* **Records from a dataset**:
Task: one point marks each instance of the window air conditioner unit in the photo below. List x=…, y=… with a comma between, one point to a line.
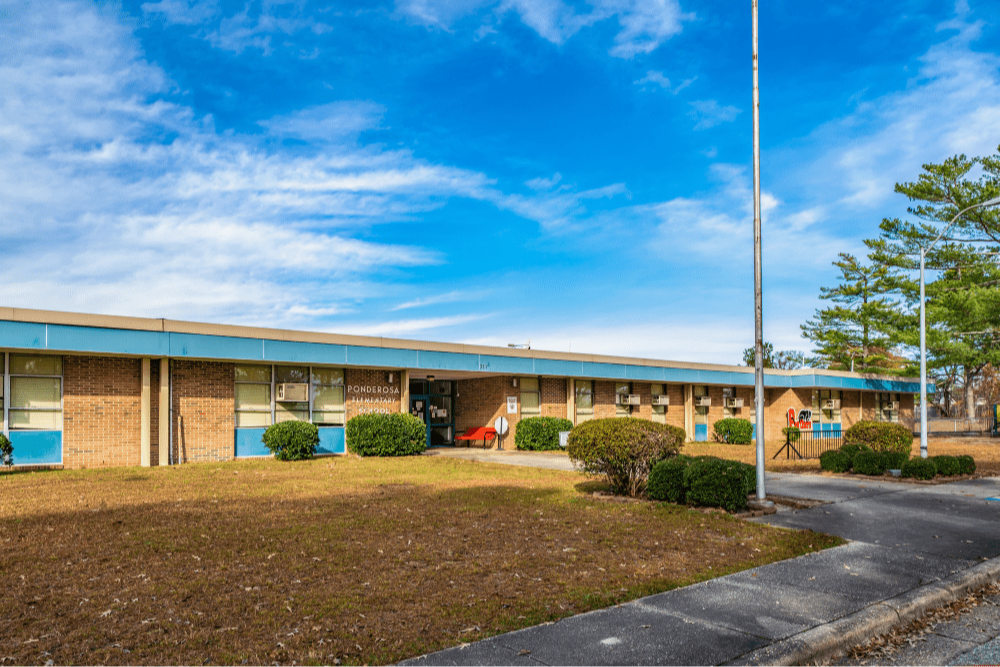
x=292, y=392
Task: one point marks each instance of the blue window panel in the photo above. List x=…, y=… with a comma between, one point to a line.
x=304, y=353
x=216, y=347
x=448, y=361
x=384, y=357
x=610, y=371
x=249, y=442
x=512, y=365
x=36, y=447
x=331, y=441
x=559, y=367
x=22, y=335
x=116, y=341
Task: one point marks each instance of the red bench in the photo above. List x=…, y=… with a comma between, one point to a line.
x=483, y=433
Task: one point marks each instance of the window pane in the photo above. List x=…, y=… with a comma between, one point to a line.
x=39, y=419
x=328, y=376
x=22, y=364
x=328, y=398
x=253, y=397
x=253, y=419
x=246, y=373
x=35, y=393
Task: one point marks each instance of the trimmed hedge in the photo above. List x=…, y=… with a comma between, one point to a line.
x=880, y=436
x=540, y=433
x=869, y=463
x=292, y=440
x=394, y=434
x=623, y=449
x=719, y=483
x=734, y=431
x=835, y=461
x=947, y=465
x=666, y=479
x=919, y=469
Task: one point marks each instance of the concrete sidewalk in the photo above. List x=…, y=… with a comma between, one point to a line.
x=912, y=546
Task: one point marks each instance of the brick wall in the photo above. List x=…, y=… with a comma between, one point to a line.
x=101, y=411
x=203, y=410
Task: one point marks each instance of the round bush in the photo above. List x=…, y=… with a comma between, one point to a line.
x=919, y=469
x=396, y=434
x=720, y=483
x=967, y=464
x=880, y=436
x=623, y=449
x=868, y=463
x=666, y=479
x=540, y=433
x=292, y=440
x=835, y=461
x=947, y=465
x=733, y=431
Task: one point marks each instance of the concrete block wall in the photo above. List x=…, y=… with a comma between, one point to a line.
x=203, y=410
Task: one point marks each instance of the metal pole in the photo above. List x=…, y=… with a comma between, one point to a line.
x=923, y=362
x=757, y=292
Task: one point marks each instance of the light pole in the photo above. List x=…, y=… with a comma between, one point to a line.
x=758, y=345
x=923, y=323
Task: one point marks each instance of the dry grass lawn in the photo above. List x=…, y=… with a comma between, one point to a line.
x=985, y=450
x=361, y=560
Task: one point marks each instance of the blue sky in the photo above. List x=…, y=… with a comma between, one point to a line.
x=576, y=175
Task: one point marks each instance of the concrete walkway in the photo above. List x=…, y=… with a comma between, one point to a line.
x=911, y=546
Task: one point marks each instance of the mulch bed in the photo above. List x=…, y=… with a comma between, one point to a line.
x=362, y=561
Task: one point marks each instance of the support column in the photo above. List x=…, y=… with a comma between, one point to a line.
x=164, y=413
x=689, y=411
x=145, y=441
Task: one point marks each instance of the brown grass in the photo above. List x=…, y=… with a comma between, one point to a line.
x=985, y=450
x=362, y=560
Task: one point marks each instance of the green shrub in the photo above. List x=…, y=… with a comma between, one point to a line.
x=396, y=434
x=540, y=433
x=733, y=431
x=868, y=463
x=947, y=465
x=853, y=449
x=894, y=460
x=623, y=449
x=719, y=483
x=292, y=440
x=966, y=464
x=880, y=436
x=835, y=461
x=666, y=479
x=7, y=451
x=919, y=469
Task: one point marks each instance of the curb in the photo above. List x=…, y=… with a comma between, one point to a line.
x=830, y=639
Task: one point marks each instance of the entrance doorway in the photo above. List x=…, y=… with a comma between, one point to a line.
x=432, y=401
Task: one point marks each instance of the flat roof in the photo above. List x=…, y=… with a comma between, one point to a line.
x=80, y=333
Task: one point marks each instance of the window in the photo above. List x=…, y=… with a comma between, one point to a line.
x=35, y=393
x=328, y=397
x=622, y=390
x=659, y=411
x=531, y=398
x=584, y=400
x=888, y=407
x=700, y=412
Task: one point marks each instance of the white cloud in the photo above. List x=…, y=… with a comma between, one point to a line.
x=710, y=113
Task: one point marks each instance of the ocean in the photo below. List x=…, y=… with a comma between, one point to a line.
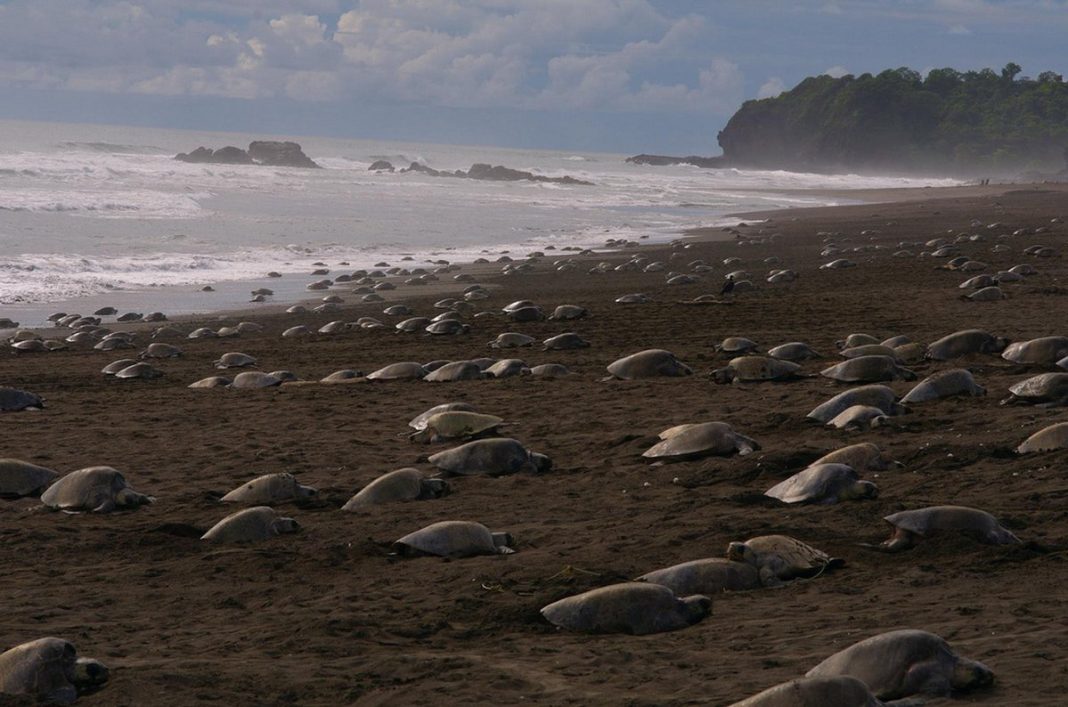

* **EXERCISE AIM**: Return every line of the data above that contains the string "below". Case counts.

* **CORRECT ANSWER**:
Task: one point marks each instance of the window air conditioner unit in the photo below. List x=…, y=… with a comma between, one point to a line.
Task: one point marks each instance of the ocean in the photo below. List x=…, y=… with a comma between, one point to a line.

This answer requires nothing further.